### Written request 1
In the forum thread on the uncertainty principle, from what direction is the camera looking in the baseball analogy?
### Written request 2
Using the forum thread on the uncertainty principle, explain why the reply that treats the electron as a wave says an electron has no exact location.

### Text section
┏━━

I am newb please explain this about Electrons

[tundra]

Okay I don't know anything about physics and I'm trying to understand Heisenbergs (sry spelling) uncertainty principle, they say you can't measure the position and momentum at the same time (of an Electron let's say), I want to know WHY?

I mean how does an electron move in the first place? does it teleport randomly around an atom is that why?

can you measure a trajectory of an electron? because if it orbits around in a trajectory and has a constant mass how is it uncertain where it's going? I would understand if it's teleporty-ish you know?

 

[granpa]

the whole concept of the electron 'orbiting' the nucleus is considered to be primitive if not completely wrong.

the electrons position cont be determined because it really is spread out.

dont know about momentum. someone else will have to answer that.

 

[Danger]

As for the uncertainty aspect, it's because the mere act of trying to measure something changes its state.

 

[LURCH]

This is one of those times when it might be more helpful to think of the electron as being more like a wave. You could point to the peak of a wave, and then the trough, and then several other places in between, and asked the question, "is this the location of the wave?" And the answer each time would be, "yes."

You see, according to the theory, it isn't just that we cannot know the exact location of the electron. It would seem that an electron actually does not have an exact location.

Here is an analogy that I frequently use, but please bear in mind that it is only an analogy:

Suppose you see a photograph of a baseball. The ball has just been thrown, and you are seeing it in flight between the pitcher's mound and homebase. The camera is looking straight down from overhead, and you are seeing the ball against a uniform background of grass. How can you tell which direction the ball is traveling?

Well, if the camera was using high-speed film and a very fast shutter speed, it would be nearly impossible to tell which way the ball is going. You could point very precisely to the edges of the ball on the photo, and say that you know the location of the ball. You could tell very definitely where in the picture the ball is and where it is not. But you could not say where the ball is headed.

┗━━

### Provided records
┏━━

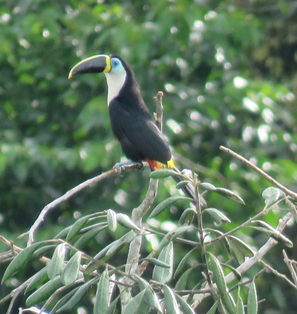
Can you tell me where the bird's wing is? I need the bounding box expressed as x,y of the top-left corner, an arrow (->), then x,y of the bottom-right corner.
124,119 -> 171,164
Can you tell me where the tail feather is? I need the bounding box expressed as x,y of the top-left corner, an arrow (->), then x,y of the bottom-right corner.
172,167 -> 207,207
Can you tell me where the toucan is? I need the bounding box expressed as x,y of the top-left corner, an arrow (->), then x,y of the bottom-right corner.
68,54 -> 205,205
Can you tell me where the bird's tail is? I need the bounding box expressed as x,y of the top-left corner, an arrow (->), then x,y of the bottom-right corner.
172,167 -> 207,207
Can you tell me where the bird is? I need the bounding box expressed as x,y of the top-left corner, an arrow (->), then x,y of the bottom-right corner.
68,54 -> 205,206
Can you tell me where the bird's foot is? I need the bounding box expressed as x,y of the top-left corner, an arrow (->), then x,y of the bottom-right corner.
112,161 -> 143,174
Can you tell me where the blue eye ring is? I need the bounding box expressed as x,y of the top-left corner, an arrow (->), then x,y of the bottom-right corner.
111,58 -> 120,67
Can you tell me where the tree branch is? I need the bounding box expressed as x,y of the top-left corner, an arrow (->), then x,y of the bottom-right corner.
23,163 -> 140,246
220,146 -> 297,199
119,92 -> 164,312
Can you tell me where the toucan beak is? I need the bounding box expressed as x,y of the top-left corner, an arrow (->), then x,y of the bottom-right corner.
68,55 -> 111,79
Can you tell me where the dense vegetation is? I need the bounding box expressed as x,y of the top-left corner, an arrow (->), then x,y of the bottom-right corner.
0,0 -> 297,313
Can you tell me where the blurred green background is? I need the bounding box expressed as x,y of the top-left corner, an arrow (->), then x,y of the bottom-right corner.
0,0 -> 297,313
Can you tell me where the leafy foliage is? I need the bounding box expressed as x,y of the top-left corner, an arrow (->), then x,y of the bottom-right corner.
0,0 -> 297,313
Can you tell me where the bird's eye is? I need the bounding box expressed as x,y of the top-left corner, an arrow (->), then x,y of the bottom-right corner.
111,59 -> 120,68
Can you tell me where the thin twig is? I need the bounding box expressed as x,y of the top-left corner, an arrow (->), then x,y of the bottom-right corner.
119,92 -> 164,312
220,146 -> 297,199
260,260 -> 297,289
19,163 -> 140,246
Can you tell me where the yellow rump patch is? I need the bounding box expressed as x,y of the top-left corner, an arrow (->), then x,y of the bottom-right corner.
146,159 -> 175,170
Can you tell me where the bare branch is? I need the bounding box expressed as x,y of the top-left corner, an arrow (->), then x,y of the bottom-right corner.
19,163 -> 140,246
220,146 -> 297,199
119,92 -> 164,310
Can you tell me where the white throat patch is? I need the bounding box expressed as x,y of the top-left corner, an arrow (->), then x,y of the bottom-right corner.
104,68 -> 127,106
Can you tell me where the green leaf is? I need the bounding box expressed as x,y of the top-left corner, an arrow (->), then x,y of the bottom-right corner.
49,287 -> 79,314
222,292 -> 237,314
47,243 -> 66,279
215,188 -> 245,205
1,241 -> 46,284
57,277 -> 99,313
25,266 -> 49,294
105,231 -> 137,256
150,169 -> 177,179
173,247 -> 198,278
123,290 -> 146,314
202,208 -> 231,224
175,267 -> 193,291
148,195 -> 192,219
106,295 -> 121,314
107,209 -> 118,232
94,269 -> 109,314
200,182 -> 217,191
152,242 -> 174,283
31,244 -> 57,260
247,279 -> 258,314
228,236 -> 254,264
175,293 -> 195,314
235,287 -> 244,314
54,226 -> 72,239
159,226 -> 191,250
26,276 -> 62,306
73,225 -> 107,249
61,252 -> 81,286
179,208 -> 196,225
116,214 -> 140,234
142,257 -> 171,268
262,187 -> 284,206
163,285 -> 180,314
133,275 -> 162,313
253,220 -> 293,248
207,252 -> 227,296
206,300 -> 219,314
66,216 -> 90,242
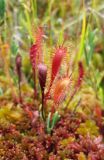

┗━━

### Full response 1
Straight down from overhead.

### Full response 2
A wave has no single location: you could point to its peak, its trough, or several places in between, and each time the answer to "is this the location of the wave?" would be "yes." The electron behaves similarly, so the theory holds that it does not merely have an unknown exact location but actually has no exact location.